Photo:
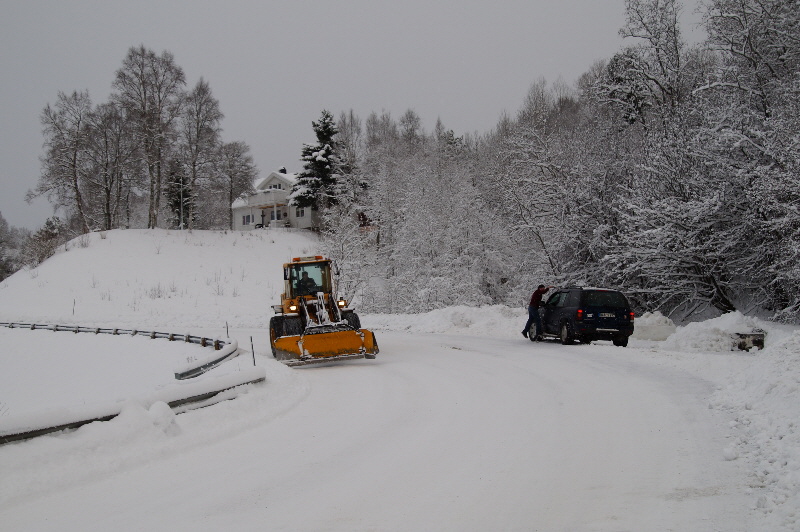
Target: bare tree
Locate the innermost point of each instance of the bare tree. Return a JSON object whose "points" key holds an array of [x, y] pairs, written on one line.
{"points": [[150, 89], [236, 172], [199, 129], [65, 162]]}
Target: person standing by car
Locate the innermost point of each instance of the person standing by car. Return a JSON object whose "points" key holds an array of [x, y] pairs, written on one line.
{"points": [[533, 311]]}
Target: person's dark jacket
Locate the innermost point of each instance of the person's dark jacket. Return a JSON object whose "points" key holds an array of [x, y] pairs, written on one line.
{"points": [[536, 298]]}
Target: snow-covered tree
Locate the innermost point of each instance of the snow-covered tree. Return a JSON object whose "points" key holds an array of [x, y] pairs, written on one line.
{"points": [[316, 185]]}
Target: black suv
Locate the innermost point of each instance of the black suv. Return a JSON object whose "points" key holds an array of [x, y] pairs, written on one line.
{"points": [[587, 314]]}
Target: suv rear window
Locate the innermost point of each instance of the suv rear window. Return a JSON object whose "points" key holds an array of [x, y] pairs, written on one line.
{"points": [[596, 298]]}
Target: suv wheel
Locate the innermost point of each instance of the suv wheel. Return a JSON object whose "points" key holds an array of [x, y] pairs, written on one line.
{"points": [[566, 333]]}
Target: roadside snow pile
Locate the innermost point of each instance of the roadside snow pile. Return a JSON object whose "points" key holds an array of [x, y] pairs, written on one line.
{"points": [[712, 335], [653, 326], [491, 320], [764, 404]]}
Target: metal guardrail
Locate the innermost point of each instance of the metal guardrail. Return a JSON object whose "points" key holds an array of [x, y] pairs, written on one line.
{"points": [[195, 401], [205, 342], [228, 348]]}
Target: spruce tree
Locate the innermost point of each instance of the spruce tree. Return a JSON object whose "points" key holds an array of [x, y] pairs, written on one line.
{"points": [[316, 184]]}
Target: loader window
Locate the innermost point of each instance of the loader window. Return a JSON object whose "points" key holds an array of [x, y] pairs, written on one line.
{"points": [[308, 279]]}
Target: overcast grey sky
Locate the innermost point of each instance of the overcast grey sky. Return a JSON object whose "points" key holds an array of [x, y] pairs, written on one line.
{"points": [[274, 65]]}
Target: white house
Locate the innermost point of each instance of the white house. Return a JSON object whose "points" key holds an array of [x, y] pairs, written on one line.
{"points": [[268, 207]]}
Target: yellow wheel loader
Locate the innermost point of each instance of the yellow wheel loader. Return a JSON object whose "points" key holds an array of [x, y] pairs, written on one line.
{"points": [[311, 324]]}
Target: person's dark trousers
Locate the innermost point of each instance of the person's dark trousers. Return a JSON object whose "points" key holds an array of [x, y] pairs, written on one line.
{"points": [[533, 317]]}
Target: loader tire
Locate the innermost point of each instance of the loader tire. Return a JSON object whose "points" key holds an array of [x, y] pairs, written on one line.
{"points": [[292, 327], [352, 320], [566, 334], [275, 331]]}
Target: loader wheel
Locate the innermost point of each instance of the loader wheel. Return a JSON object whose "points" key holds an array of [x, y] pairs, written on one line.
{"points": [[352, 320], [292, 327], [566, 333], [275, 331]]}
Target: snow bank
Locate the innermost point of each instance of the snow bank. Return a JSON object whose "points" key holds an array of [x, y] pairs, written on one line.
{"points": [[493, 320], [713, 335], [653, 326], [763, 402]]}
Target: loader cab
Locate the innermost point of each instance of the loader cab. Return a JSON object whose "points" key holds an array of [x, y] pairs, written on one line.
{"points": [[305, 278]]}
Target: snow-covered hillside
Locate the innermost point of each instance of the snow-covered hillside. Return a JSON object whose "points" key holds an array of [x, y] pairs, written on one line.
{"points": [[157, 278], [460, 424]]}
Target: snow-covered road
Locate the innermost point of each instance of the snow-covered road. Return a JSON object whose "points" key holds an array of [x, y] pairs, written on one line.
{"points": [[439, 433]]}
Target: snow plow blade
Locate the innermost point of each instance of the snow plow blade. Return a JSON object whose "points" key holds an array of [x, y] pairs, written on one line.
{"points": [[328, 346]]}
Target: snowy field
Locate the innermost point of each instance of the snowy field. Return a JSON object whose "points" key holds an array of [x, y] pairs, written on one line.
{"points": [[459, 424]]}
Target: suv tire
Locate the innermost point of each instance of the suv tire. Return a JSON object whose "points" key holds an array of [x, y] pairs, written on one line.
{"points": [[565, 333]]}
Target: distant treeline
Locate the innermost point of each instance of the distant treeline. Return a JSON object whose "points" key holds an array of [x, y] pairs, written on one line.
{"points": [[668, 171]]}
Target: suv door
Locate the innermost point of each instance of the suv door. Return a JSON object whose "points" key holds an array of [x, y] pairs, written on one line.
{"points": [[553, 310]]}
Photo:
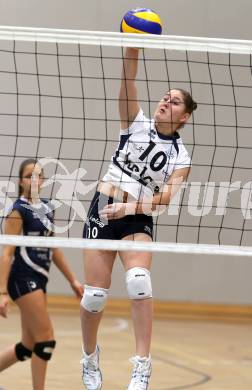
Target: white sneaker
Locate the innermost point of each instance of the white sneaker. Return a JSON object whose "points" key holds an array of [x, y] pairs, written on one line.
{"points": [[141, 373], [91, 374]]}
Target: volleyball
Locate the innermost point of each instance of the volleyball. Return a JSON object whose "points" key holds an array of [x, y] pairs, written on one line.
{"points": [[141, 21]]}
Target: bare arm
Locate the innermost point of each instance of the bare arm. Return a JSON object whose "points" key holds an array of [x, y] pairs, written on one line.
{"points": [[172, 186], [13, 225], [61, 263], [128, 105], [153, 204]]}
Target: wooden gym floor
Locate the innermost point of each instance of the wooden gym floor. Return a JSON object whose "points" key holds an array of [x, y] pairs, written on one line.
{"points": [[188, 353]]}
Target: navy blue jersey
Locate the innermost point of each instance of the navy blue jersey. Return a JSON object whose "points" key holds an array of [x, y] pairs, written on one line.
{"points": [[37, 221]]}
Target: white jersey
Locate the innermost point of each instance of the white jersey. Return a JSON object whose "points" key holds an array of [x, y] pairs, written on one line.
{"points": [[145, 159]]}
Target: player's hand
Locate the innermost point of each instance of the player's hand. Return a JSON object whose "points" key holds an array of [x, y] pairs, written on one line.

____________________

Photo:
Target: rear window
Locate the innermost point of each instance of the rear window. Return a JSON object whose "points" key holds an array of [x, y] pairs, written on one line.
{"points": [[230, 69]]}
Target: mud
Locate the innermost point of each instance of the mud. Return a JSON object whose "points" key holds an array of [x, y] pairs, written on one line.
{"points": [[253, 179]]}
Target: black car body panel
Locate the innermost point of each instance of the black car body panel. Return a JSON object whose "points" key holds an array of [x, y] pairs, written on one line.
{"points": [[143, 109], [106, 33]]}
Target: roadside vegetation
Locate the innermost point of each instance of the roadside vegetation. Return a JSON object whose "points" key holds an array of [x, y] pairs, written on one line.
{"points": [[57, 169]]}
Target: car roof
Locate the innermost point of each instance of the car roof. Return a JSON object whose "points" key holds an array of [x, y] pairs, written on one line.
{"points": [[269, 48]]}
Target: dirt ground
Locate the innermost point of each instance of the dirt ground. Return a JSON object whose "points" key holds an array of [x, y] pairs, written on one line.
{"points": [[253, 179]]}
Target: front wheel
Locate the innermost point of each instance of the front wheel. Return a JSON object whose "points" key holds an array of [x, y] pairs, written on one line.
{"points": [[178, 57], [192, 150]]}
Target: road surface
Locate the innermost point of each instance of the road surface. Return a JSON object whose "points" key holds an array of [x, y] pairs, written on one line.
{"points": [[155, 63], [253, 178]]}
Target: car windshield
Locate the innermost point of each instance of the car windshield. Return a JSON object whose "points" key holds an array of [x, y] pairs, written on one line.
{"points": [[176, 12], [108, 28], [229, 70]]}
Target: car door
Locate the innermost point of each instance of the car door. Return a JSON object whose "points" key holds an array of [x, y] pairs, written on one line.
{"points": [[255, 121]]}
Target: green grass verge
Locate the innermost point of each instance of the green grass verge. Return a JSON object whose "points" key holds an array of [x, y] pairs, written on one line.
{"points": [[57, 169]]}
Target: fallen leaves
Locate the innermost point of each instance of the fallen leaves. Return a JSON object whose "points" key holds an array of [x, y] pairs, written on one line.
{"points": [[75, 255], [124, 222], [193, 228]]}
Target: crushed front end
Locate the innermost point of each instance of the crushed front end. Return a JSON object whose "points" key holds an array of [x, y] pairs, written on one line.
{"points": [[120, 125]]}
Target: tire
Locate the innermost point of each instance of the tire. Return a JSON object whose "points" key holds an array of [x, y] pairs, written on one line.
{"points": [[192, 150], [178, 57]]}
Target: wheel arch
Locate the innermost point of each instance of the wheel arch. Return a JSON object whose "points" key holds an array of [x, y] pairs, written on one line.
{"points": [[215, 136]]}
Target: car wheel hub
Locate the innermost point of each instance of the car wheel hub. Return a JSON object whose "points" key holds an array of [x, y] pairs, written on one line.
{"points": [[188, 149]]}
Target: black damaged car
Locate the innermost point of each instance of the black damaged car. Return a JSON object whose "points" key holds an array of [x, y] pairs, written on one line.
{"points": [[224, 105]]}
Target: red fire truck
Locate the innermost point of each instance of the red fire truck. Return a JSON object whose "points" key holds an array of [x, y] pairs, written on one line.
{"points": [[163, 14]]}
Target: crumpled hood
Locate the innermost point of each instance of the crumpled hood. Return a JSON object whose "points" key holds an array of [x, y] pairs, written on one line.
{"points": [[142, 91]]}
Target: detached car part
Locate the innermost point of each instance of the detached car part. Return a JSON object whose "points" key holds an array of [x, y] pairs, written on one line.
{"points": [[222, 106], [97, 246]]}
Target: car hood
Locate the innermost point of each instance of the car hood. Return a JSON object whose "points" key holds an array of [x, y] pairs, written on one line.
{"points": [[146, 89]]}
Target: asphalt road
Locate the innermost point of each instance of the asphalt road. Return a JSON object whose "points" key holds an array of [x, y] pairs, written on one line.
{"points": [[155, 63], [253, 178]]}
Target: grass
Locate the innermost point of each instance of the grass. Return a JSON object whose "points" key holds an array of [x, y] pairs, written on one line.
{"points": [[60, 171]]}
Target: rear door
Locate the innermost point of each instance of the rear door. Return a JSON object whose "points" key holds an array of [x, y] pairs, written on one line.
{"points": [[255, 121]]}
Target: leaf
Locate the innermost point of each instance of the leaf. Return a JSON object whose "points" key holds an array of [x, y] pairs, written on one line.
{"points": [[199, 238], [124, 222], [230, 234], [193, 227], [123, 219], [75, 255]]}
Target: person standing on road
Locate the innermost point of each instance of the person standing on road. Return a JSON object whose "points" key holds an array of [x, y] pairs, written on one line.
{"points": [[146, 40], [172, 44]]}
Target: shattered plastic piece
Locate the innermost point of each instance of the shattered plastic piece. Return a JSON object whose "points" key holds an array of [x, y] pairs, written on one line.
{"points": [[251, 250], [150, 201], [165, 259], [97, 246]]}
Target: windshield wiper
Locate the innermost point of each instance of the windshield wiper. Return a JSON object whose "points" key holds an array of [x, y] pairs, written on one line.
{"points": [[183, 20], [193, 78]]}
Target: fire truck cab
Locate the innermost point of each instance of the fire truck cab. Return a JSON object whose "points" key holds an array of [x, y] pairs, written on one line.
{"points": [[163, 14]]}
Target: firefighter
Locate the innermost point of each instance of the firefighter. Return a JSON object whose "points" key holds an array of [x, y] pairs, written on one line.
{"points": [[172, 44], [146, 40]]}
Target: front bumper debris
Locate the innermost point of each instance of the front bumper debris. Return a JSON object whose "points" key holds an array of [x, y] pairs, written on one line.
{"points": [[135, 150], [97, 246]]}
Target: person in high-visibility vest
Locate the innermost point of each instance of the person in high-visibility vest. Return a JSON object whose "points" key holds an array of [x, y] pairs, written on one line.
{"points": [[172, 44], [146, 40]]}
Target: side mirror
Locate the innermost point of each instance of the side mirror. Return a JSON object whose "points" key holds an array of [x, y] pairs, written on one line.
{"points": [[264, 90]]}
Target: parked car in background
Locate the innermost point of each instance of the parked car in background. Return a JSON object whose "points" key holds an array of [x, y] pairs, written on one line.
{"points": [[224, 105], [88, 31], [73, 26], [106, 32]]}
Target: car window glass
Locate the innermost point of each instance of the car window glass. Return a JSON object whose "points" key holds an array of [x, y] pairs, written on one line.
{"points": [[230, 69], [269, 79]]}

____________________

[TASK DETAILS] Pick out every line of the entries above that contains the string "high", and copy each one. Case counts when matching.

[EXERCISE SOLUTION]
Target: person in high-visibility vest
Locate the innermost point of each instance of the person in high-visibility vest. Return a JSON object whose "points" key holds an array of [x, y] pairs, written on one line.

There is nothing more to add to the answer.